Stated task: Set out the rows below as a numbered list, skipping any blank lines, and leave the pictures out.

===============

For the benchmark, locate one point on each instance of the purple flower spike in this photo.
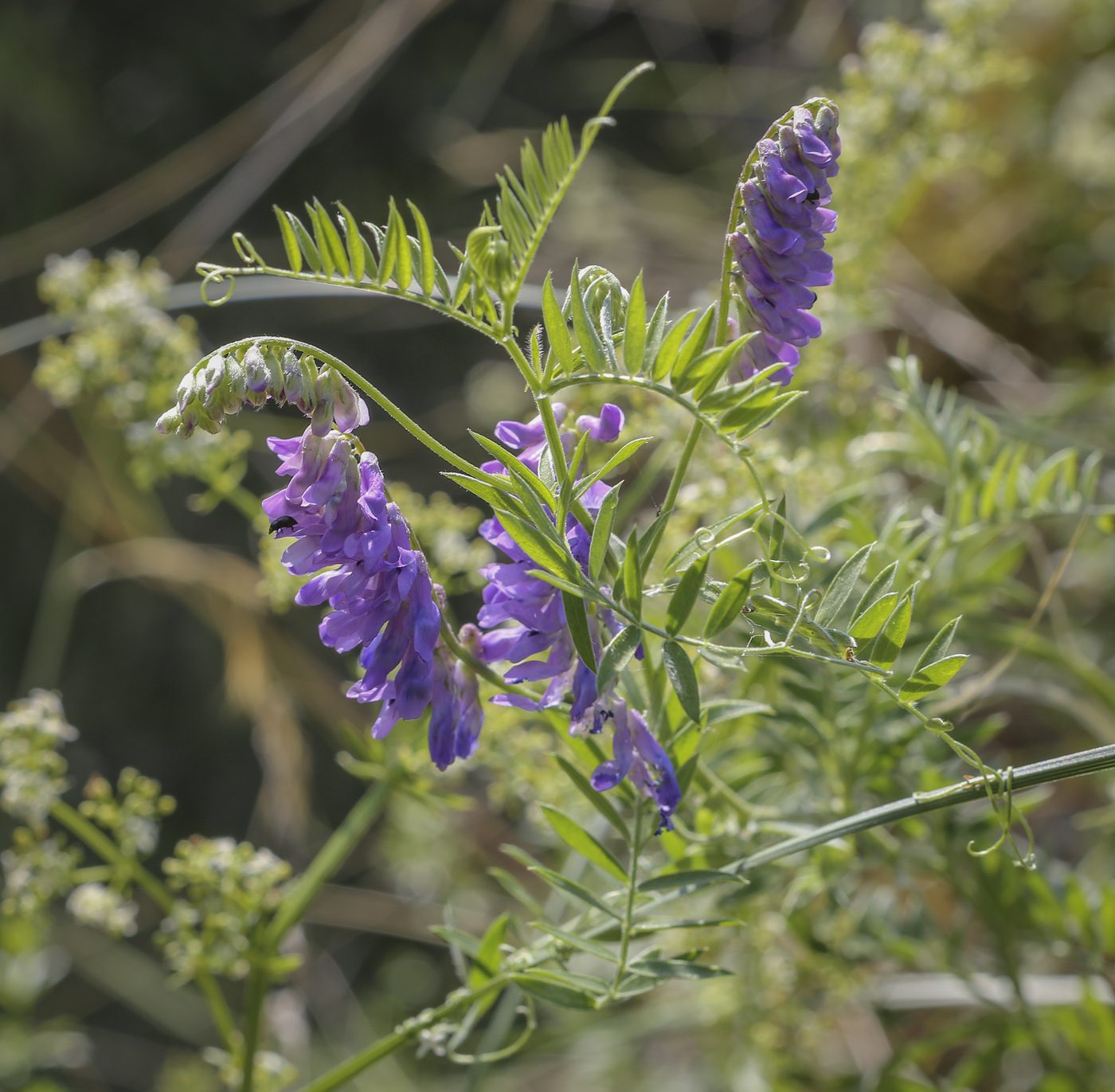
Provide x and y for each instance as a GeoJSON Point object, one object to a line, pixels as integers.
{"type": "Point", "coordinates": [638, 754]}
{"type": "Point", "coordinates": [456, 715]}
{"type": "Point", "coordinates": [342, 526]}
{"type": "Point", "coordinates": [605, 428]}
{"type": "Point", "coordinates": [780, 242]}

===============

Response below:
1. For the benchmark, locate one point on each instance of the purple flower spike in this photo.
2. Provide x and y for each instance as a GeoJSON Point object, one object to a line, pixels as integers.
3. {"type": "Point", "coordinates": [638, 754]}
4. {"type": "Point", "coordinates": [456, 715]}
5. {"type": "Point", "coordinates": [342, 526]}
6. {"type": "Point", "coordinates": [605, 428]}
7. {"type": "Point", "coordinates": [780, 242]}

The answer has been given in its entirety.